SUPPLIED RECORDS Block Start

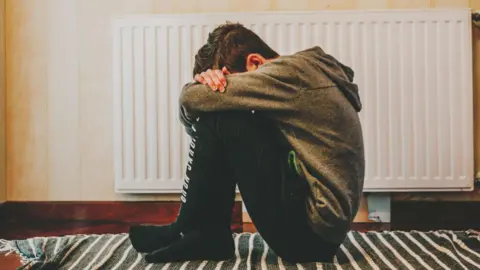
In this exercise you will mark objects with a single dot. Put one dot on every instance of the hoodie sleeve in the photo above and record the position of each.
(270, 88)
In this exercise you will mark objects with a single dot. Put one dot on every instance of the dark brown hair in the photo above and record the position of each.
(228, 45)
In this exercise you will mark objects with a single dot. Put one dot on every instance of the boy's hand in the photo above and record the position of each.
(213, 78)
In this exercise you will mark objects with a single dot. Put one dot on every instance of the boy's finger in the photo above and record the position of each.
(199, 79)
(215, 79)
(225, 71)
(209, 81)
(221, 77)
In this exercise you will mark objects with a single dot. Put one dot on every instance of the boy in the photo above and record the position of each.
(286, 130)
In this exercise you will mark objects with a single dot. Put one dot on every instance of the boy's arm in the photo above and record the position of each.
(270, 88)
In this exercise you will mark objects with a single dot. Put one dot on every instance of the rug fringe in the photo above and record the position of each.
(7, 246)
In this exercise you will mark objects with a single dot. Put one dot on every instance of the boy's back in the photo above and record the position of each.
(312, 98)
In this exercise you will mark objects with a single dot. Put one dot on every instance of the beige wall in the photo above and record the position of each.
(3, 190)
(59, 98)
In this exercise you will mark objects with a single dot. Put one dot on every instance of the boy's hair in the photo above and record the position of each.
(228, 45)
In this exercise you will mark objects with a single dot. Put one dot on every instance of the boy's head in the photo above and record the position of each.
(235, 47)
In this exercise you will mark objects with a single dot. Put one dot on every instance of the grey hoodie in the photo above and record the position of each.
(312, 98)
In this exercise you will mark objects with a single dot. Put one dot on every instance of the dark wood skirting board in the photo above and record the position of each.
(30, 219)
(435, 215)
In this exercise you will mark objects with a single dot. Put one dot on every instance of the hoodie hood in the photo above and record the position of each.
(341, 75)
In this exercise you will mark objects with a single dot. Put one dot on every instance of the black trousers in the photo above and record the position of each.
(248, 150)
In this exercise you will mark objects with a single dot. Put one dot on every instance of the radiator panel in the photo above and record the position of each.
(413, 68)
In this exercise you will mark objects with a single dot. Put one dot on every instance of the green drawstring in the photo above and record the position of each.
(292, 161)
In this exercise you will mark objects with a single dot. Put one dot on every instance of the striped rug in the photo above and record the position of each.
(373, 250)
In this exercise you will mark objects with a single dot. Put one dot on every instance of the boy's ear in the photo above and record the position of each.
(254, 61)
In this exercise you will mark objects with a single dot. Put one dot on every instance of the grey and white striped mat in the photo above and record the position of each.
(373, 250)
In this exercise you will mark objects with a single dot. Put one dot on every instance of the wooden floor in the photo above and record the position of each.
(23, 220)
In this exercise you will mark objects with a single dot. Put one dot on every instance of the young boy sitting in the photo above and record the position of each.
(286, 130)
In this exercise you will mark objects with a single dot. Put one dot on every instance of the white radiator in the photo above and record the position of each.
(414, 70)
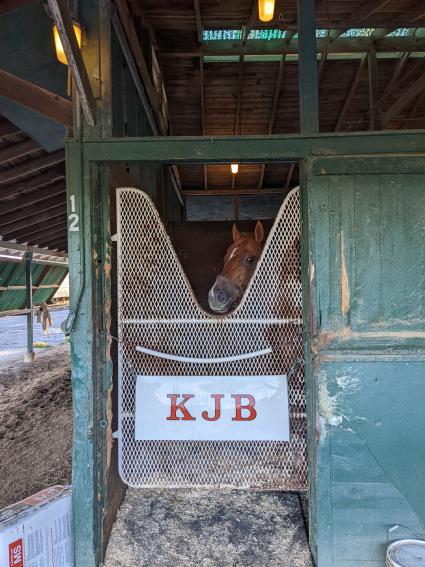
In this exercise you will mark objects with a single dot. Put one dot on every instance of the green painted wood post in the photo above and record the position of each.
(89, 268)
(307, 78)
(29, 357)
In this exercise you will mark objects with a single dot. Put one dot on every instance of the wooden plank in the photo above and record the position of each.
(351, 92)
(8, 129)
(307, 68)
(27, 213)
(202, 87)
(275, 103)
(132, 37)
(251, 149)
(7, 6)
(36, 98)
(404, 100)
(252, 19)
(14, 224)
(62, 17)
(238, 118)
(34, 233)
(32, 166)
(197, 8)
(5, 245)
(19, 150)
(362, 13)
(289, 176)
(372, 68)
(278, 47)
(231, 191)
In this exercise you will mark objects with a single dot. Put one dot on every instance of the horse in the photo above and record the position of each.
(239, 265)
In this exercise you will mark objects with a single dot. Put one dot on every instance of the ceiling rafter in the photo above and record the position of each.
(405, 18)
(24, 218)
(275, 104)
(31, 166)
(416, 89)
(343, 45)
(36, 98)
(365, 11)
(31, 184)
(32, 197)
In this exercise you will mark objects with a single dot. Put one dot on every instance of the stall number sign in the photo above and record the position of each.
(219, 408)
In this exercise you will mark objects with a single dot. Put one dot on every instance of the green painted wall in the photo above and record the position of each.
(366, 265)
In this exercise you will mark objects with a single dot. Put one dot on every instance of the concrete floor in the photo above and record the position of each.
(209, 528)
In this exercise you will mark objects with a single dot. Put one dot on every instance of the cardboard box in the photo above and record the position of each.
(36, 532)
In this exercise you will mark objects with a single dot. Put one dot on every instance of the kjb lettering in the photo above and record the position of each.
(244, 408)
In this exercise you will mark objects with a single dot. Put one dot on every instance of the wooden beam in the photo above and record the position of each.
(8, 129)
(15, 222)
(7, 6)
(32, 197)
(363, 12)
(278, 47)
(31, 166)
(62, 18)
(136, 49)
(252, 18)
(289, 176)
(197, 8)
(372, 68)
(275, 103)
(19, 150)
(43, 229)
(5, 245)
(351, 92)
(230, 192)
(202, 87)
(31, 184)
(307, 68)
(415, 90)
(404, 19)
(238, 107)
(36, 98)
(419, 104)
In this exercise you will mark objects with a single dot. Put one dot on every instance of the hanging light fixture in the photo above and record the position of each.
(266, 10)
(60, 53)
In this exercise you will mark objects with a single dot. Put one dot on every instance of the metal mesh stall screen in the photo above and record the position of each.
(158, 311)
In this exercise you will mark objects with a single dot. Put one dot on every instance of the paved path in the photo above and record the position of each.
(208, 528)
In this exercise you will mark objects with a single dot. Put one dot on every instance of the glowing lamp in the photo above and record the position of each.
(60, 53)
(266, 10)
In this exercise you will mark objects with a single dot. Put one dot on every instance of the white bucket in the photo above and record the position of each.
(406, 553)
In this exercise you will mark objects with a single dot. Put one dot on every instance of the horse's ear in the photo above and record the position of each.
(236, 234)
(259, 232)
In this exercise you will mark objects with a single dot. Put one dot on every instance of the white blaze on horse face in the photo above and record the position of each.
(239, 265)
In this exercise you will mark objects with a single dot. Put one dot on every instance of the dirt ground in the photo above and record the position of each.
(209, 528)
(35, 424)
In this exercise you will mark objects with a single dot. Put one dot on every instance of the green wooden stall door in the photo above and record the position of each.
(366, 265)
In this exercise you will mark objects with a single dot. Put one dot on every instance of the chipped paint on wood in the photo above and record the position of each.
(345, 288)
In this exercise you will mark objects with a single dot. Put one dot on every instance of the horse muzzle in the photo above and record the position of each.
(223, 294)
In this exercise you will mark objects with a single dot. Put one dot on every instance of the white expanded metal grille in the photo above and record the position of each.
(158, 311)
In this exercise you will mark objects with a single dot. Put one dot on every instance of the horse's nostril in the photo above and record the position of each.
(221, 296)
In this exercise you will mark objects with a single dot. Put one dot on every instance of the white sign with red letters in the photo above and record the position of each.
(213, 408)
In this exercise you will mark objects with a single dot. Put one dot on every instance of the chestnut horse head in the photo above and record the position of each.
(239, 265)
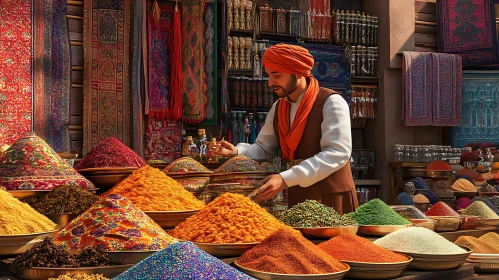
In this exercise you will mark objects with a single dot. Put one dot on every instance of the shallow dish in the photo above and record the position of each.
(275, 276)
(169, 219)
(327, 232)
(362, 270)
(380, 230)
(43, 273)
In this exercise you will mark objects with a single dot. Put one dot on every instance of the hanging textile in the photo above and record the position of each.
(106, 108)
(159, 37)
(163, 140)
(211, 63)
(468, 28)
(480, 121)
(52, 73)
(193, 52)
(16, 80)
(139, 8)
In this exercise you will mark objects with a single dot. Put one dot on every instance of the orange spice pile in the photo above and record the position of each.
(230, 218)
(152, 190)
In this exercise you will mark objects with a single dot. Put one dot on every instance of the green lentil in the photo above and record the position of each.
(311, 213)
(479, 208)
(376, 212)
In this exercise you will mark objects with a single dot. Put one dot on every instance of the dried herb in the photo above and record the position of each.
(63, 200)
(314, 214)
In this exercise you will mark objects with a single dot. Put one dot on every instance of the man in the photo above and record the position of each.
(311, 127)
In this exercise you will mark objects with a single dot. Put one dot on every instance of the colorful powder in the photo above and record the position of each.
(182, 260)
(110, 152)
(113, 224)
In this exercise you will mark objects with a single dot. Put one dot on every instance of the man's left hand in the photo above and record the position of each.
(273, 185)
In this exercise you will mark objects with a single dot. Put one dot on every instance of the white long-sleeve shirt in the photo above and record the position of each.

SUPPLIED RECORDS Block End

→ **INSTRUCTIONS TO FOLLOW**
Repeat only the lines running from the line that contains "of the man's" through the last line above, inclusive.

→ **PROBLEM SOLUTION**
In this exercise you will mark objects with a single dot. Put one dot on every instance of the man's left hand in the photo above and record the position of each.
(273, 185)
In this exercise you will mark objects with a single dot. Put one dot on every instance of the white long-sleeve shirt in the photo above and record the position of each.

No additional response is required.